WHAT IS NEEDED —
Once the pictures are set aside, transcribe each line of the data exactly.

PROVIDED ENTRIES —
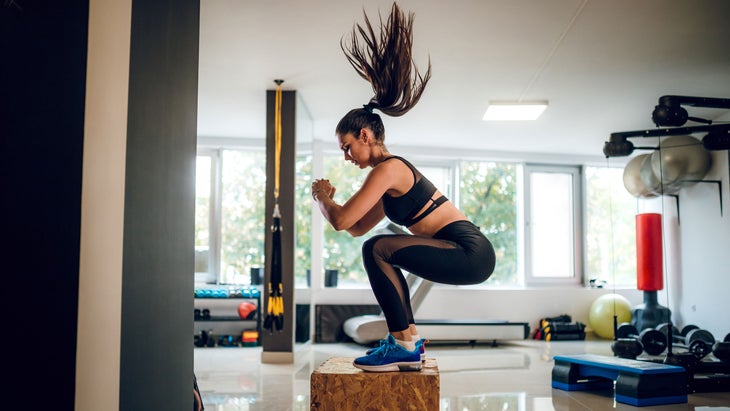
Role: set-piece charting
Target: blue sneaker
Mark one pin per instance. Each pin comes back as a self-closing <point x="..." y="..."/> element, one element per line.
<point x="389" y="356"/>
<point x="420" y="347"/>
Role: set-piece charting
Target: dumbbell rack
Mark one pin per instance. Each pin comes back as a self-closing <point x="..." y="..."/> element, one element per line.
<point x="703" y="375"/>
<point x="222" y="319"/>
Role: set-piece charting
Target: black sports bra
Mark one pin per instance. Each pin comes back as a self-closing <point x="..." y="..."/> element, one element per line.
<point x="402" y="209"/>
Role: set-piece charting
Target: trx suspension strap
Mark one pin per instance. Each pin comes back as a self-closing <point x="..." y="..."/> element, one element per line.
<point x="275" y="305"/>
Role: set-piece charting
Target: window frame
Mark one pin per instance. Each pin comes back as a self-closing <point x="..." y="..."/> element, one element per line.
<point x="576" y="173"/>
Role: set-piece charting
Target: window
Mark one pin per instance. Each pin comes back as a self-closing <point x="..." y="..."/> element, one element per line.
<point x="303" y="220"/>
<point x="544" y="231"/>
<point x="229" y="211"/>
<point x="488" y="196"/>
<point x="552" y="224"/>
<point x="204" y="183"/>
<point x="610" y="235"/>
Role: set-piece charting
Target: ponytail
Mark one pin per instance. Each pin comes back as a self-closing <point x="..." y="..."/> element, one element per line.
<point x="386" y="62"/>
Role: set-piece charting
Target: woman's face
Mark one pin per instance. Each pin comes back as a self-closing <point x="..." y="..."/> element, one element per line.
<point x="356" y="150"/>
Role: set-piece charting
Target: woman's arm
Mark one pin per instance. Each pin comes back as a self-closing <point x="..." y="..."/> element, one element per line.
<point x="362" y="211"/>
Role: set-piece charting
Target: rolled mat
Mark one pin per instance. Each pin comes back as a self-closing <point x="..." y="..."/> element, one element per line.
<point x="649" y="267"/>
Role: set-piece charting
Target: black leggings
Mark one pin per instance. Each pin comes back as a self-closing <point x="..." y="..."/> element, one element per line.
<point x="457" y="254"/>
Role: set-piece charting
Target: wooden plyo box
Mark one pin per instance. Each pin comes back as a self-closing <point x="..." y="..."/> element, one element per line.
<point x="337" y="385"/>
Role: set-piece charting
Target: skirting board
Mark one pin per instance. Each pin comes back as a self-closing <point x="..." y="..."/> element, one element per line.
<point x="367" y="329"/>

SOLUTION BELOW —
Role: set-piece charting
Target: blue sneaker
Mark one pin per instance. Each pin comes back as a self-closing <point x="..." y="..."/> element, one element per line.
<point x="389" y="356"/>
<point x="420" y="347"/>
Role: set-piece charting
Target: dumbbell rack
Mark one pin per instance. Each pin comes back as a self-closing <point x="..." y="..."/> element, one element per line.
<point x="703" y="375"/>
<point x="222" y="319"/>
Role: set-piece charting
Target: black sports bra
Mark one pin per instance. Each pin comes back as a self-closing <point x="..." y="..."/> element, one element per line.
<point x="402" y="209"/>
Role: set-piece charting
Target: trx suspension strap
Mark one pin per instance. Each pin comes back as a self-closing <point x="..." y="..."/> element, one element per line.
<point x="275" y="305"/>
Role: set-piece charting
Target: window frame
Mark one pin per instance. Each pin comes back as a self-closing <point x="..." y="..."/> element, one element per line.
<point x="576" y="173"/>
Role: set-piece charting
Target: window
Mark one pin per instance. Each pin comes back as a self-closing <point x="..." y="..."/> element, one element per line.
<point x="303" y="220"/>
<point x="544" y="231"/>
<point x="229" y="211"/>
<point x="488" y="196"/>
<point x="552" y="224"/>
<point x="204" y="183"/>
<point x="610" y="235"/>
Role: set-piece charting
Target: ponytail
Mark one pin per instance. Each pin comes back as a self-closing <point x="..." y="..."/> element, one element per line.
<point x="386" y="62"/>
Role: set-piece charting
Target: woman's face
Mark one pin per instance. Each pin comes back as a self-closing <point x="..." y="..."/> element, one element per line.
<point x="356" y="150"/>
Role: set-piece charting
Target: woman's arm
Mark one pin per instance. Each pin comes back as a self-closing <point x="..." y="..."/> element, one element per line.
<point x="362" y="211"/>
Role: set-piece charting
Target: rolled mat
Mark one pin per instance. Each pin comes back as a self-closing <point x="..." y="..."/> element, one element per line.
<point x="649" y="267"/>
Role: set-piece charting
Target: black leggings
Mark one pin per instance. Each pin comes back as a self-closing <point x="..." y="..."/> element, one element per line.
<point x="457" y="254"/>
Role: set-piece charting
Target: wooden plyo box
Mark one pin per instance. Each pin comes back as a self-closing <point x="..." y="..."/> element, one element per line.
<point x="337" y="385"/>
Role: set-piece charting
Target: skirting board
Mark one pin per instance. Each pin comes back as a self-closing <point x="..." y="..."/> element, one element per line.
<point x="367" y="329"/>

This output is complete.